* VORLIEGENDER TEXT:
Die Bremer Bildungsbehörde hat Schulbücher auf diskriminierende Inhalte durchleuchten lassen. Das ist immerhin ein erster Schritt.

Im Kampf gegen Rassismus hilft ein Blick in die Schulbücher Foto: Friso Gentsch/dpa

Bremen taz | Das Problem lässt sich nicht einfach so aus der Welt schaffen. Trotzdem ist die „diskriminierungskritische Analyse von Schulbüchern im Land Bremen“, die die Berliner Kulturwissenschaftlerin Meral El im Auftrag der Bremer Landeszentrale für politische Bildung vorgelegt hat, ein gutes Projekt, wenn auch zwangsläufig eines mit Wenn und Aber.

Denn logisch muss die Kritik an Rassismus in Schulbüchern an Bestände eines Wissens anknüpfen, das im rassistischen Diskurs etabliert worden ist. Sie kommt also nicht umhin, diesen Diskurs zu reproduzieren und zu bestätigen. Echte Hoffnung gibt es also keine: Wir kommen aus der Nummer nicht raus.

* AUFGABEN:
a: Stimmen diese Aussagen mit dem Text über die Bremer Schulbuchanalyse überein: (i) Die Analyse stammt von einer Berliner Kulturwissenschaftlerin, (ii) das Problem lässt sich laut Text einfach aus der Welt schaffen, (iii) der Text sieht echte Hoffnung? Beantworte jede Aussage mit Ja oder Nein und zitiere wörtlich die Worte des Textes, die darüber entscheiden.
b: Setze den Text über die Bremer Schulbuchanalyse nach seinem letzten Satz fort.
Die folgenden Daten stehen für sich und gehören nicht zum Text.

* BEREITGESTELLTE DATEN:
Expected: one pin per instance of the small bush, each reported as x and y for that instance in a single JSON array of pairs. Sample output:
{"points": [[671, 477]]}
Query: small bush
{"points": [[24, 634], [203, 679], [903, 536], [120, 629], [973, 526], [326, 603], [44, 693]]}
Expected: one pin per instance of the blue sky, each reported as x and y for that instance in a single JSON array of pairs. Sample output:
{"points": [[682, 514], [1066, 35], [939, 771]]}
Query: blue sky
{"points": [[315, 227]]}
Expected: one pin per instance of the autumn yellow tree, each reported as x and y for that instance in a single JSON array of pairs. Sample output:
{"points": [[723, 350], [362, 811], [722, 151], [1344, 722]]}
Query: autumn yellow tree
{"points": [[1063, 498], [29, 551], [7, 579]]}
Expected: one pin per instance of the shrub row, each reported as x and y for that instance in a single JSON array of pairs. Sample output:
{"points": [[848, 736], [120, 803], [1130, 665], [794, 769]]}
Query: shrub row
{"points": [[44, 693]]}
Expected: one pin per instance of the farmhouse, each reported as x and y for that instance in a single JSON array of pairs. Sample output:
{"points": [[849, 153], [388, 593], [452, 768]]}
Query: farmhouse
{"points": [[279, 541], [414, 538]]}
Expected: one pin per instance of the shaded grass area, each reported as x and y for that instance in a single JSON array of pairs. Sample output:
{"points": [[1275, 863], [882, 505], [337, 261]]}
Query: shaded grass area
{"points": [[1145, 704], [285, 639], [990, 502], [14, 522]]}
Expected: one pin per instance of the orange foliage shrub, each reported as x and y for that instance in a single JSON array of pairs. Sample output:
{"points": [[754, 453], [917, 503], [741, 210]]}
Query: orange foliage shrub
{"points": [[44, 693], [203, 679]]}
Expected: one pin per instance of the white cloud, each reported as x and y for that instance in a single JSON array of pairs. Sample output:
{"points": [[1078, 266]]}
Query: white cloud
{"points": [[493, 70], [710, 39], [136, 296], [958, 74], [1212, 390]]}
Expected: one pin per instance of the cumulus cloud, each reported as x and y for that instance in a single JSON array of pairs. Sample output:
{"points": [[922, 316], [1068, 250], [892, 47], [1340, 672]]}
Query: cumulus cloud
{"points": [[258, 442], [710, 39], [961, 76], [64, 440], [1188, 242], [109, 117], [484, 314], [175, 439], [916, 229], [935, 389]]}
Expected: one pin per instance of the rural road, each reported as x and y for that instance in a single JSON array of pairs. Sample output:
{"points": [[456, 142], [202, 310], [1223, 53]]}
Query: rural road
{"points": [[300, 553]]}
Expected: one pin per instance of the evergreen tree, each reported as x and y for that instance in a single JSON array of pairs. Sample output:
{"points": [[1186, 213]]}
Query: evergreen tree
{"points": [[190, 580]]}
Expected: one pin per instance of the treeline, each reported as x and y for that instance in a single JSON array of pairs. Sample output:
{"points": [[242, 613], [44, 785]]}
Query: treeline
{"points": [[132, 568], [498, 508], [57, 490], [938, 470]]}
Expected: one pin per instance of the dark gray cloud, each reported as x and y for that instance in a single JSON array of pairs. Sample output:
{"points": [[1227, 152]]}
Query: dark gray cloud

* ANTWORTEN JE AUFGABE:
a:
(i) Ja: „die die Berliner Kulturwissenschaftlerin Meral El im Auftrag der Bremer Landeszentrale für politische Bildung vorgelegt hat“
(ii) Nein: „Das Problem lässt sich nicht einfach so aus der Welt schaffen.“
(iii) Nein: „Echte Hoffnung gibt es also keine“

b:
Aber wenn wir uns, so hat es in den 1980ern der Soziologe Stuart Hall in voller Anerkennung dieser Unentrinnbarkeit beschrieben, „mit den verschlungenen Wegen befassen, auf denen ‚Rasse‘ und Rassismus in den Medien konstruiert werden“, dann könnte es uns gelingen, „etwas zu verändern“. Es geht darum, einen Prozess in Gang zu bringen, der kein erreichbares Ziel, aber einen benennbaren Anfang hat.

„Man muss“, so Hall seinerzeit, „bloßlegen, was man auseinandernehmen will.“ Und das ist, was Meral El nun für Bremen getan hat, im Auftrag der Landeszentrale für politische Bildung, an zehn Unterrichtswerken, die im Lernbereich Gesellschaft und Politik Einsatz finden – oder dafür zumindest schulbehördlich zugelassen wurden. Erschienen sind die Bücher zwischen 2013 und 2020.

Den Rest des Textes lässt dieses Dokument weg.